**DOCUMENT SEGMENT**

========================================

Investigative Results obtained after fine-tuning the models are shown in Tables 3, 4 and 5 CNN Model-AlexNet achieved best training accuracy of 98.47% with training time of 37 min 10 s using SGDM optimizer. CNN Model-Resnet18 achieved best training accuracy of 99.50% with training time of 73 min 52 s using RMSprop optimizer. CNN Model-GoogleNet achieved best training accuracy of 98.57% with training time of 53 min 16 s using ADAMs optimizer. Figure 5 shows the training progress and loss function of the best Fine-tuned Models. This projected systems performance is evaluated by testing process using Test ECG beats.

Table 3 Investigative results of fine-tuning AlexNet Model
Table 4 Investigative results of fine-tuning ResNet18 Model
Table 5 Investigative results of fine-tuning GoogleNet Model
Fig. 5
figure 5

Training process and loss of Fine-tuned CNN Model

3.3 Confusion matrix and performance measures

Confusion matrix represents the performance of model. For a \(N\) class classification the confusion matrix obtained is of \(N\) x \(N\) dimensions as shown in Table 6.

Table 6 Confusion matrix for N classes

Figure 6 shows the confusion matrices obtained by our fine-tuned models. To evaluate the performance, performance measures like precision, recall. Specificity, F-score and Accuracy are calculated. Formulae for calculating performance measures are listed below

$$ Precision\left( {class\; i} \right) = \frac{{c_{ii} }}{{\mathop \sum \nolimits_{j = 1}^{N} c_{ji} }} $$
(11)
$$ Recall\left( {class\; i} \right) = \frac{{c_{ii} }}{{\mathop \sum \nolimits_{j = 1}^{N} c_{ij} }} $$
(12)
$$ Specificity\left( {class\; i} \right) = \frac{{\left( {\mathop \sum \nolimits_{j = 1}^{N} c_{jj} - c_{ii} } \right)}}{{\left( {\mathop \sum \nolimits_{j = 1}^{N} c_{ji} - c_{ii} } \right) + \left( {\mathop \sum \nolimits_{j = 1}^{N} c_{jj} - c_{ii} } \right)}} $$
(13)
$$ F - Score{ }\left( {class\; i} \right) = \frac{{2 \times c_{ii} }}{{\mathop \sum \nolimits_{j = 1}^{N} c_{ij} + \mathop \sum \nolimits_{j = 1}^{N} c_{ji} }} $$
(14)
$$ Overall{ }Accuracy = \frac{{\mathop \sum \nolimits_{i = 1}^{N} c_{ii} }}{{\mathop \sum \nolimits_{i = 1}^{N} \mathop \sum \nolimits_{j = 1}^{N} c_{ij} }} $$
(15)

where \(Tp\) gives True positives, \(Tn\) gives True negatives, \(Fp\) gives False positives and \(Fn\) gives False negatives.

Fig. 6
figure 6

Illustrations of Confusion Charts of Fine-tuned CNN Models. a Fine-tuned AlexNet Model. b Fine-tuned ResNet18 Model. c Fine-tuned GoogleNet Model

Performance measures of all the fine-tuned models is summarized in Tables 7, 8 and 9. From the tabulated results it is obvious that fine-tuned ResNet18 has attained highest test accuracy of 99.56%, while Fine-tuned AlexNet, GoogleNet, attained test accuracy of 99.09%, 98.98%.

========================================

**Data for pointing to regions**
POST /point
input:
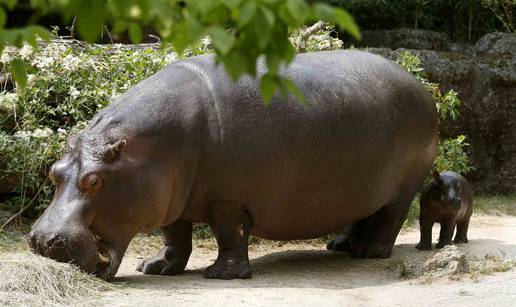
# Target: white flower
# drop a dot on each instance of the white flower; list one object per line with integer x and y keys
{"x": 42, "y": 133}
{"x": 30, "y": 78}
{"x": 8, "y": 98}
{"x": 71, "y": 63}
{"x": 43, "y": 62}
{"x": 73, "y": 92}
{"x": 26, "y": 52}
{"x": 171, "y": 57}
{"x": 7, "y": 55}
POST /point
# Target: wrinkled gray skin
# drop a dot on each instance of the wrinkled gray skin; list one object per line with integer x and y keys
{"x": 189, "y": 146}
{"x": 448, "y": 200}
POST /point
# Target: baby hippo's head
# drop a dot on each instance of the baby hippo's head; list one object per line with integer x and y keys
{"x": 448, "y": 189}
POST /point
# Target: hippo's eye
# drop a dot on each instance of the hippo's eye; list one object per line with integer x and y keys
{"x": 90, "y": 183}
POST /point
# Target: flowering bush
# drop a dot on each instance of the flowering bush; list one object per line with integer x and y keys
{"x": 68, "y": 83}
{"x": 451, "y": 154}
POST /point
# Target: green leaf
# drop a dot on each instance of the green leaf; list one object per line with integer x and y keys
{"x": 135, "y": 33}
{"x": 9, "y": 3}
{"x": 235, "y": 64}
{"x": 232, "y": 4}
{"x": 268, "y": 86}
{"x": 298, "y": 9}
{"x": 3, "y": 17}
{"x": 269, "y": 16}
{"x": 222, "y": 40}
{"x": 19, "y": 72}
{"x": 246, "y": 13}
{"x": 90, "y": 16}
{"x": 346, "y": 22}
{"x": 338, "y": 16}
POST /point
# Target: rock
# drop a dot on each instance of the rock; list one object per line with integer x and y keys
{"x": 496, "y": 43}
{"x": 486, "y": 84}
{"x": 448, "y": 261}
{"x": 406, "y": 38}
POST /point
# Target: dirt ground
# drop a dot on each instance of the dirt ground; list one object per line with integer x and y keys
{"x": 305, "y": 274}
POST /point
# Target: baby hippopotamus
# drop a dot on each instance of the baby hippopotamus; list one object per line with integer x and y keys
{"x": 448, "y": 200}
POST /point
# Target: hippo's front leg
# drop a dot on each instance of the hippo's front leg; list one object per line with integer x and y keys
{"x": 446, "y": 233}
{"x": 231, "y": 225}
{"x": 173, "y": 257}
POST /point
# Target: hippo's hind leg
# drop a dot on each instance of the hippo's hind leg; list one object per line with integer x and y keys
{"x": 343, "y": 241}
{"x": 350, "y": 235}
{"x": 462, "y": 232}
{"x": 377, "y": 240}
{"x": 231, "y": 225}
{"x": 173, "y": 257}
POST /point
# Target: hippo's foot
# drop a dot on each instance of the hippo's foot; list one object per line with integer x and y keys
{"x": 165, "y": 262}
{"x": 442, "y": 244}
{"x": 460, "y": 240}
{"x": 228, "y": 269}
{"x": 424, "y": 246}
{"x": 359, "y": 250}
{"x": 340, "y": 244}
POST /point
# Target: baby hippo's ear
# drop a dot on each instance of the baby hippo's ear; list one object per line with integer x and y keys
{"x": 437, "y": 177}
{"x": 113, "y": 151}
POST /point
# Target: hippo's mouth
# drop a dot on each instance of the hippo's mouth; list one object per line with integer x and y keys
{"x": 107, "y": 260}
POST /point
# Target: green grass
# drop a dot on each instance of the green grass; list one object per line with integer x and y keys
{"x": 495, "y": 204}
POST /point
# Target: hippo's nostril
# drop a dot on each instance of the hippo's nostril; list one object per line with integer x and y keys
{"x": 55, "y": 242}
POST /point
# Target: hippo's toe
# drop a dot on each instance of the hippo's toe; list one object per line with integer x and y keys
{"x": 340, "y": 244}
{"x": 160, "y": 265}
{"x": 228, "y": 269}
{"x": 424, "y": 246}
{"x": 359, "y": 250}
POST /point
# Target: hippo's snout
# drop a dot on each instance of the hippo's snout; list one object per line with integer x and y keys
{"x": 48, "y": 245}
{"x": 81, "y": 249}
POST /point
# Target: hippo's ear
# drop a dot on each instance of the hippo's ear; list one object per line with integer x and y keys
{"x": 437, "y": 177}
{"x": 113, "y": 151}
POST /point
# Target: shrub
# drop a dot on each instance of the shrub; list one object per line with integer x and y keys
{"x": 451, "y": 154}
{"x": 68, "y": 83}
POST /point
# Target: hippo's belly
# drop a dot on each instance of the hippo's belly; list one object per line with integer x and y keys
{"x": 367, "y": 139}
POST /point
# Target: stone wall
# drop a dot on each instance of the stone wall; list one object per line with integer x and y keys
{"x": 484, "y": 75}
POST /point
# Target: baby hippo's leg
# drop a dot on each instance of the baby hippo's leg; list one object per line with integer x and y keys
{"x": 425, "y": 228}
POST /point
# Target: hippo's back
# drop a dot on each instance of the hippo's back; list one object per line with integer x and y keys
{"x": 366, "y": 138}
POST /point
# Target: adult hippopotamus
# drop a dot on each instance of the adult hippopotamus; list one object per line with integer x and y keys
{"x": 188, "y": 145}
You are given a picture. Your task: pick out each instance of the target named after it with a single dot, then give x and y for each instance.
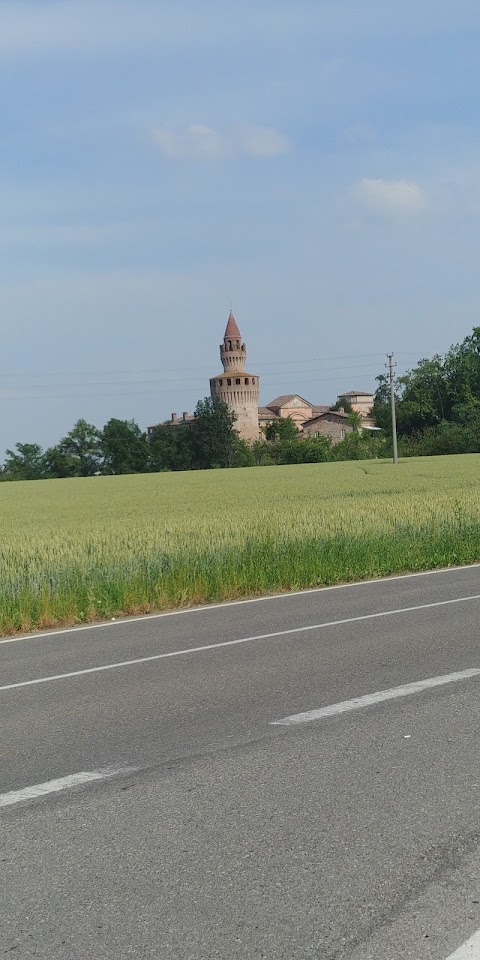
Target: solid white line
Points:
(64, 783)
(234, 643)
(470, 950)
(121, 621)
(373, 698)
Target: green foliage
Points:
(438, 402)
(24, 463)
(213, 436)
(58, 464)
(170, 447)
(343, 404)
(360, 445)
(82, 448)
(124, 447)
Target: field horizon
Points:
(84, 550)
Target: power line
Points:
(162, 370)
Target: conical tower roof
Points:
(231, 330)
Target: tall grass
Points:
(78, 550)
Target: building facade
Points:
(240, 391)
(237, 388)
(333, 424)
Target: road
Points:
(175, 786)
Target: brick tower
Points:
(235, 386)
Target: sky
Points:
(313, 165)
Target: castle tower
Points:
(235, 386)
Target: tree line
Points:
(438, 412)
(210, 441)
(437, 403)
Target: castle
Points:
(236, 387)
(240, 391)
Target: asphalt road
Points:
(153, 806)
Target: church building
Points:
(240, 391)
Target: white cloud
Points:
(390, 196)
(199, 142)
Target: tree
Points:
(282, 429)
(171, 447)
(124, 447)
(354, 419)
(381, 411)
(24, 464)
(213, 435)
(82, 446)
(344, 404)
(58, 464)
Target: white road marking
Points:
(470, 950)
(233, 643)
(346, 706)
(121, 621)
(64, 783)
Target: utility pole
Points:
(391, 365)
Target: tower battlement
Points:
(237, 388)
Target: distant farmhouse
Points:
(240, 391)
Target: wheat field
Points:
(80, 550)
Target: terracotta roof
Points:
(283, 401)
(232, 372)
(231, 330)
(265, 413)
(355, 393)
(332, 413)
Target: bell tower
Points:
(237, 388)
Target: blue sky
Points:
(315, 165)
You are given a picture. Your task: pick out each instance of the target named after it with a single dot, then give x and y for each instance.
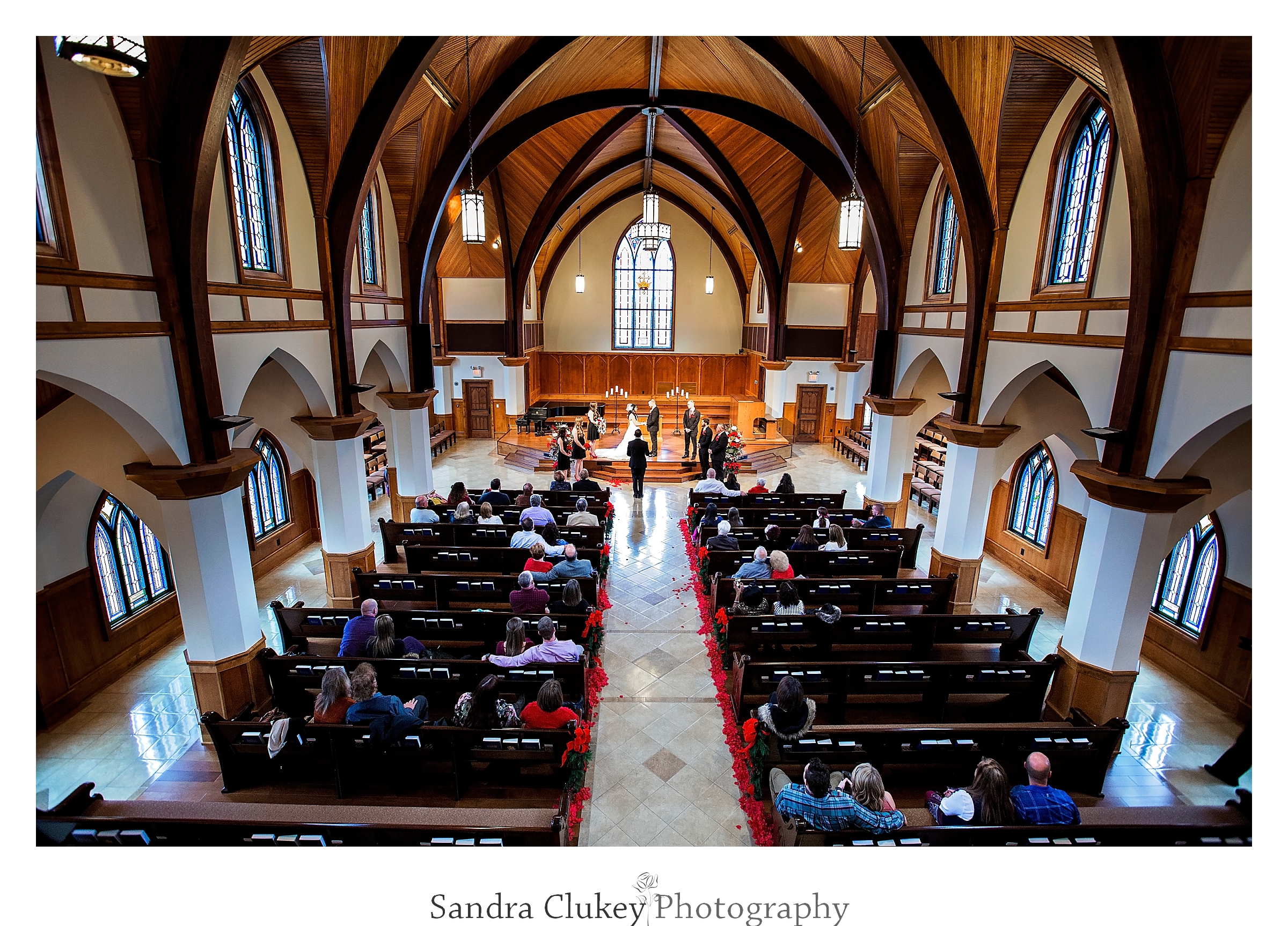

========================================

**DIRECTIONS FOR THIS TASK**
Please copy the passage of the CNN fine-tuning text from "Confusion matrix represents" to "in Table 6.", changing "represents" to "shows". The records were taken from a different source.

**RESPONSE AREA**
Confusion matrix shows the performance of model. For a \(N\) class classification the confusion matrix obtained is of \(N\) x \(N\) dimensions as shown in Table 6.